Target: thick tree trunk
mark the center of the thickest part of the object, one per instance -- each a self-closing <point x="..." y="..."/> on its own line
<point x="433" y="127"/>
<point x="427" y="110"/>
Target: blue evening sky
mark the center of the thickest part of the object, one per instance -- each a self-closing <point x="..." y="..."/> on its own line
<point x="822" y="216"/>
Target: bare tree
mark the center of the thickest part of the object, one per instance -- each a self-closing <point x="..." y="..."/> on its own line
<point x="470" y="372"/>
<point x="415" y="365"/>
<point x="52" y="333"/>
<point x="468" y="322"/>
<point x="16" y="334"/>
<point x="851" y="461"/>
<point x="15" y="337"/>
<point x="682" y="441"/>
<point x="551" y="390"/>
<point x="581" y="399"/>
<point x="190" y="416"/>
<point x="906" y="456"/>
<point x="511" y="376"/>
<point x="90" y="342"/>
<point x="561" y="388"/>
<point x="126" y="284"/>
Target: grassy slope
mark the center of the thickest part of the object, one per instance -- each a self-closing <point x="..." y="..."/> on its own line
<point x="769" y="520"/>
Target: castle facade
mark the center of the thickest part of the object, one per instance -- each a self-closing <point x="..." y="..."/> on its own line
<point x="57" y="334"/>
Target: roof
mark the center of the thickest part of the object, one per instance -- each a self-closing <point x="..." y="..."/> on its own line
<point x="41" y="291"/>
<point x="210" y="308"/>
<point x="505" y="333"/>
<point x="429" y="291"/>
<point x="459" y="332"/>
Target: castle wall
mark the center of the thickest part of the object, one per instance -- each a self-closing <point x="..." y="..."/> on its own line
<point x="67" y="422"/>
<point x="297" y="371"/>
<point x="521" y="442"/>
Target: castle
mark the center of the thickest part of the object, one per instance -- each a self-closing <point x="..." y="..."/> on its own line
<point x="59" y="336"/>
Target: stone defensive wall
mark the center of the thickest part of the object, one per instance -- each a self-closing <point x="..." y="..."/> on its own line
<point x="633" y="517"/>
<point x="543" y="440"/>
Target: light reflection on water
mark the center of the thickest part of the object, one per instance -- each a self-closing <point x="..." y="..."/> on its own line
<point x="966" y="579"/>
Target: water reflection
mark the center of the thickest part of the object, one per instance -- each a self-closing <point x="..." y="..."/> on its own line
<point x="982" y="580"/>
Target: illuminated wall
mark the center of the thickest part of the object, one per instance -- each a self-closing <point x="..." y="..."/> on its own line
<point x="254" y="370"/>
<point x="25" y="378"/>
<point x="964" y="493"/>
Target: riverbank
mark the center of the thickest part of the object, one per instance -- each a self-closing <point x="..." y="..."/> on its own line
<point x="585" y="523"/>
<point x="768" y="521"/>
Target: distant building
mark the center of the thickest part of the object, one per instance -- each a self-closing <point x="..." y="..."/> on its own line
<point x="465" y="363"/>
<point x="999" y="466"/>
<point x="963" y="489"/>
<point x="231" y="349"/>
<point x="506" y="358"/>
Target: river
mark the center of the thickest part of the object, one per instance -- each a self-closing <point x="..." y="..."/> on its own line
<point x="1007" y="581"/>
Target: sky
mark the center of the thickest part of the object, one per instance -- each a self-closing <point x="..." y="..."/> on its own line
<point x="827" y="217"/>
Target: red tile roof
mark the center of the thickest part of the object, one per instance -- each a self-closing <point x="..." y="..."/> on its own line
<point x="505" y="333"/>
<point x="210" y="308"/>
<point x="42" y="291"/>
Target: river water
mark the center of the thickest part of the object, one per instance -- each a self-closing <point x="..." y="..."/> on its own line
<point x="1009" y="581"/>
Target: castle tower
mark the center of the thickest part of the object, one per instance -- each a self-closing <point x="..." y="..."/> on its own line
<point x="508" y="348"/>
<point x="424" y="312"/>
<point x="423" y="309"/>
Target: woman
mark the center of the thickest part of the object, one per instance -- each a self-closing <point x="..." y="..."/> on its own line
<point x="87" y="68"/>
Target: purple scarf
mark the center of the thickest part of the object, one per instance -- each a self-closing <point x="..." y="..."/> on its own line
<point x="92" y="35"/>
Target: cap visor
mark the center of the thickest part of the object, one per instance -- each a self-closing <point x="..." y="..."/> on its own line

· · · ·

Set down the listing above in its entirety, exactly as written.

ANSWER SPACE →
Target: thick tree trunk
mark the center of the thickest part of the object, one per instance -- each a self-closing <point x="..." y="..."/> on its own line
<point x="433" y="127"/>
<point x="427" y="110"/>
Target: blue evening sky
mark the center of the thickest part of the object, one per instance -- each a self-closing <point x="..." y="..."/> on its own line
<point x="822" y="216"/>
Target: bare tree
mark the center of the thickest part of the object, one per instance -- each a self-closing <point x="..." y="..."/> on its own line
<point x="470" y="372"/>
<point x="415" y="365"/>
<point x="52" y="333"/>
<point x="468" y="322"/>
<point x="16" y="334"/>
<point x="851" y="461"/>
<point x="15" y="337"/>
<point x="682" y="441"/>
<point x="551" y="390"/>
<point x="581" y="399"/>
<point x="190" y="416"/>
<point x="906" y="456"/>
<point x="511" y="376"/>
<point x="90" y="342"/>
<point x="561" y="388"/>
<point x="126" y="284"/>
Target: grassy slope
mark the center of the thickest part of the object, one per instance -- each a self-closing <point x="..." y="..."/> on its own line
<point x="769" y="520"/>
Target: castle facade
mark the center of the thickest part of the object, one per instance -- each a self-closing <point x="..." y="..."/> on its own line
<point x="57" y="334"/>
Target: roof
mark the center of the thickest part of the object, one per instance -- each a self-closing <point x="..." y="..."/> on its own line
<point x="41" y="291"/>
<point x="210" y="308"/>
<point x="505" y="333"/>
<point x="429" y="291"/>
<point x="459" y="332"/>
Target: castle wall
mark the center of the thickest part of the object, one per instance -- each a self-closing <point x="..." y="..."/> on its own line
<point x="67" y="422"/>
<point x="297" y="371"/>
<point x="521" y="442"/>
Target: castle
mark the center of the thickest part of the object, one per instance -- each a self-closing <point x="..." y="..."/> on its own line
<point x="59" y="336"/>
Target: stone defensive wall
mark the center of the thickest part of the object, one per instance -- each a self-closing <point x="..." y="..."/> on its own line
<point x="633" y="517"/>
<point x="543" y="440"/>
Target: light reflection on water
mark the center of the thickest part of the object, one per instance -- each a self-closing <point x="..." y="..."/> on its own line
<point x="966" y="579"/>
Target: water reflection
mark the center of the thickest part of the object, one per instance -- each a self-closing <point x="..." y="..."/> on its own line
<point x="982" y="580"/>
Target: illuminated wall
mark the center of the thickest part of the object, one per instance -- each a self-closing <point x="..." y="..."/> on its own line
<point x="254" y="370"/>
<point x="25" y="378"/>
<point x="964" y="493"/>
Target: riverbank
mark the center of the thickest part of the object, one per instance -- each a self-closing <point x="..." y="..."/> on its own line
<point x="585" y="523"/>
<point x="768" y="521"/>
Target: distant building
mark the center of the thickest part of the object, one per instance -- each a self-closing <point x="..." y="..."/> on its own line
<point x="465" y="363"/>
<point x="999" y="466"/>
<point x="963" y="489"/>
<point x="231" y="349"/>
<point x="506" y="358"/>
Target: river
mark the center of the thickest part of the object, one per instance -- each a self-closing <point x="..." y="..."/> on its own line
<point x="1007" y="581"/>
Target: sky
mark the center of the thickest part of the object, one per instance -- each a self-closing <point x="..." y="..."/> on its own line
<point x="827" y="217"/>
Target: red tile roof
mark the center of the thickest part of the object, one per instance -- each a self-closing <point x="..." y="..."/> on its own line
<point x="505" y="333"/>
<point x="210" y="308"/>
<point x="42" y="291"/>
Target: river water
mark the center of the thickest part of the object, one per instance -- each a self-closing <point x="..." y="..."/> on its own line
<point x="1009" y="581"/>
Target: castle tower
mark the center of the thickest part of the object, one per instance -- each a self-closing <point x="..." y="..."/> on its own line
<point x="508" y="348"/>
<point x="424" y="312"/>
<point x="423" y="309"/>
Target: woman
mark the center of the thickest part of the object, one per instance -- each a self-closing <point x="..." y="..."/> on its own line
<point x="87" y="68"/>
Target: purple scarf
mark the center of the thickest part of the object, one per instance -- each a self-closing <point x="..." y="..."/> on its own line
<point x="92" y="35"/>
Target: cap visor
mark the center of the thickest part of the object, one per instance -- each a self-closing <point x="..." y="..."/> on its own line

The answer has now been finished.